**Stated problem**
Substitute "five" for "four" in the text on the retirement plan fee bill, then write out its passage starting with "The House labor" and going on through "each investment option.".

**Text to read**
Under a bill approved along party lines by the House Education and Labor
Committee on April 16, retirement plans would have to provide greater
transparency on the fees that they charge participants.
A vote on the House floor later this year may be the end of the road for the
bill until 2009. Yet, the House Ways and Means Committee also could offer its
own version of the bill. Very little is happening in the Senate on this issue. A
similar Senate measure only has one co-sponsor, as the legislative days in the
congressional session dwindle.
The House labor panel bill would require 401(k) sponsors to list fees in four
categories—administrative, investment management, transaction and other areas.
The bill also would require 401(k) plans to provide information on the
historical risk, returns and fees on each investment option.
Unlike its predecessor, the bill does not mandate that plans include at least
one low-cost index fund. But an amendment adopted by the committee would make
liability protection for plans contingent upon their offering an index fund.
Republicans and most industry groups oppose the bill because they say that it
would force plans to break out separate fees for services that are bundled under
one price. They assert it could encourage workers to make bad investment choices
by focusing on fees rather than returns.

**Records provided**
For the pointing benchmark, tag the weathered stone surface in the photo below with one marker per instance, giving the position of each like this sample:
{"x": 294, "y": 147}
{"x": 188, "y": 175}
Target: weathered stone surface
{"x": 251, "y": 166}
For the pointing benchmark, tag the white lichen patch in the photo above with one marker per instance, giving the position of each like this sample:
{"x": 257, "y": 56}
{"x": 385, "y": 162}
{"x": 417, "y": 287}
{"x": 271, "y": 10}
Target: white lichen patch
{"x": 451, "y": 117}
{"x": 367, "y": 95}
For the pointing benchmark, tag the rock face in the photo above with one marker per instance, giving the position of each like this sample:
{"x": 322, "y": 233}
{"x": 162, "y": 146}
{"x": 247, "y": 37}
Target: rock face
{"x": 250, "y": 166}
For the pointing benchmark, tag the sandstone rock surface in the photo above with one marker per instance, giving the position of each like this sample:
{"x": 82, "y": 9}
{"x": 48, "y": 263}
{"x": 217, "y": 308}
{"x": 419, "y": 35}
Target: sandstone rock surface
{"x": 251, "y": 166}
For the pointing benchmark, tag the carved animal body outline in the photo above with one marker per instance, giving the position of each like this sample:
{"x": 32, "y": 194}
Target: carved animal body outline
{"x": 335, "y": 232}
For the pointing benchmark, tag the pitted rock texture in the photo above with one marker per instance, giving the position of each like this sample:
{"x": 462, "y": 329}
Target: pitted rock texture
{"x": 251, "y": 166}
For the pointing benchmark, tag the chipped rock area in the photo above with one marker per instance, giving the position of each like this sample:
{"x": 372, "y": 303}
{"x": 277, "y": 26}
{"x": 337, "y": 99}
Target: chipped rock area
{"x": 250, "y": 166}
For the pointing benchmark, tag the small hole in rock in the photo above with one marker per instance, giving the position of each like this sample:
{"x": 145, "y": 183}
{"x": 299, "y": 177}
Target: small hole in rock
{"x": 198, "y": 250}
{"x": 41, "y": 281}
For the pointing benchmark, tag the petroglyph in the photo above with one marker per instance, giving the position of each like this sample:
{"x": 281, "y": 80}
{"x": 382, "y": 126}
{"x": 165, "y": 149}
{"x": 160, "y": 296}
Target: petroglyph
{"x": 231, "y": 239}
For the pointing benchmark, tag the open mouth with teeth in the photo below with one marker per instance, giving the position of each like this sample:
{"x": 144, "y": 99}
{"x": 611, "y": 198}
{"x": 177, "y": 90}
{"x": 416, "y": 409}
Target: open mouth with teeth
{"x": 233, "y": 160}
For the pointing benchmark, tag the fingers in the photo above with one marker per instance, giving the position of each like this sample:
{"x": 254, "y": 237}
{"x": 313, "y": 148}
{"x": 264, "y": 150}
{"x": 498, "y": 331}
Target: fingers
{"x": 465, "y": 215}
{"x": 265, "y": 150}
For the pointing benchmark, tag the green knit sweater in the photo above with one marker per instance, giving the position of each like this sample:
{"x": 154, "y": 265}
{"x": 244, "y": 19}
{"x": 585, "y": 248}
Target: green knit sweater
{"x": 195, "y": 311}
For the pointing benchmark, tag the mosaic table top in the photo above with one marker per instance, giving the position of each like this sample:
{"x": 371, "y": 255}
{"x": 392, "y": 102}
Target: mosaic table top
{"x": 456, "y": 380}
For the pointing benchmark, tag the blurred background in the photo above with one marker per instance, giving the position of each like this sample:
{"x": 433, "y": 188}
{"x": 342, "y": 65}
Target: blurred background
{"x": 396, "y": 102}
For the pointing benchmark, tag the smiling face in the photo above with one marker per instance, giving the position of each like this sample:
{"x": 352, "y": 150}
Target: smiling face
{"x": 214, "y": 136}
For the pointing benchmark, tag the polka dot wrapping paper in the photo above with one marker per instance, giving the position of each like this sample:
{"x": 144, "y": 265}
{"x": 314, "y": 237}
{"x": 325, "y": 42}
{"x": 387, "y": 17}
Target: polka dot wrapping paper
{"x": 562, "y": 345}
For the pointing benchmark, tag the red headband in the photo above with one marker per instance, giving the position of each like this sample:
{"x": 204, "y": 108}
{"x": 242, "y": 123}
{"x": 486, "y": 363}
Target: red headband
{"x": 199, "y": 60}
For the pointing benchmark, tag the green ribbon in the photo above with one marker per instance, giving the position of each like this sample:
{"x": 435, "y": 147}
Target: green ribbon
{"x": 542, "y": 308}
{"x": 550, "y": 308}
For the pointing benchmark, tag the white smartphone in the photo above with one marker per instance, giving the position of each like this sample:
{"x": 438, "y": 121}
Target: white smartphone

**The response**
The House labor panel bill would require 401(k) sponsors to list fees in five
categories—administrative, investment management, transaction and other areas.
The bill also would require 401(k) plans to provide information on the
historical risk, returns and fees on each investment option.